• **EXERCISE DESCRIPTION**: In the copy of these records, include no pictures and change nothing else.

DATA IN THIS EXERCISE section start

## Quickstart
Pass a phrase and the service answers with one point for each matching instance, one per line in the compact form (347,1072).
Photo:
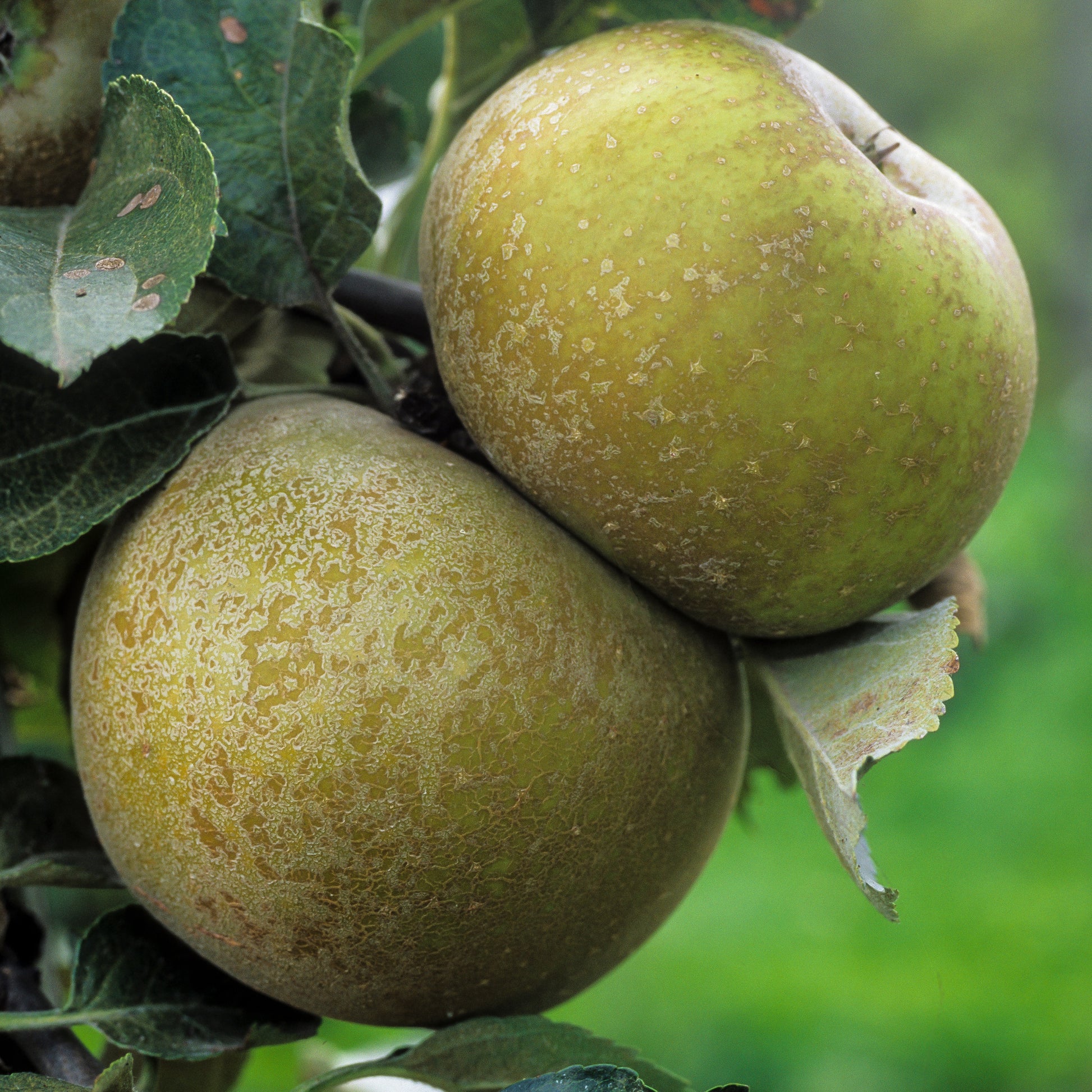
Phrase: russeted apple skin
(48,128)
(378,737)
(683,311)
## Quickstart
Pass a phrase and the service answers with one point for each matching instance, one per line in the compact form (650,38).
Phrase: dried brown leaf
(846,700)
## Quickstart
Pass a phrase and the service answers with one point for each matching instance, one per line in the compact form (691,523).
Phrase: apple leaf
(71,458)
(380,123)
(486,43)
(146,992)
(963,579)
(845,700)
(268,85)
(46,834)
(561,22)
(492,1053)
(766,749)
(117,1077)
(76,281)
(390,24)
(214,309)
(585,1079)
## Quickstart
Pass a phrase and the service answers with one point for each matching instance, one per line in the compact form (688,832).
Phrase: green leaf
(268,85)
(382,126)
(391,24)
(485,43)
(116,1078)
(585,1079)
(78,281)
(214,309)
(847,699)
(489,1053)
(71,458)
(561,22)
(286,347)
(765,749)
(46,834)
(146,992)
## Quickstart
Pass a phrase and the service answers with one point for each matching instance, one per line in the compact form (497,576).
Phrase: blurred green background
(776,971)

DATA IN THIS EXERCISE section end

• **EXERCISE SOLUTION**:
## Quickstart
Pass a phrase and the service answers with one point for each matching instance, one per line in the compact form (347,1072).
Photo:
Phrase: russeted apple skin
(48,128)
(378,737)
(683,311)
## Quickstart
Pass a phrase and the service answers with one point for each matching instance, one per line in the compact form (650,38).
Phrase: dried brown leaf
(846,700)
## Quickstart
Pass a phrase and the service answers with one point for each matching instance, one per line in the compact form (691,523).
Phrase: apple leaf
(71,458)
(380,123)
(486,43)
(146,992)
(963,579)
(845,700)
(268,85)
(46,834)
(561,22)
(492,1053)
(766,749)
(117,1077)
(76,281)
(390,24)
(214,309)
(585,1079)
## Quickstart
Pass a phrase and the service answers with one point for each matching instance, one per line in the compact form (688,832).
Phrase: green leaf
(268,85)
(382,126)
(391,24)
(485,43)
(116,1078)
(585,1079)
(78,281)
(214,309)
(847,699)
(489,1053)
(71,458)
(561,22)
(286,347)
(765,749)
(46,834)
(146,992)
## Quickstart
Pass a phrase and the service answers with one point for each matching instance, one per line in the compact form (497,576).
Phrase: blurred green background
(776,971)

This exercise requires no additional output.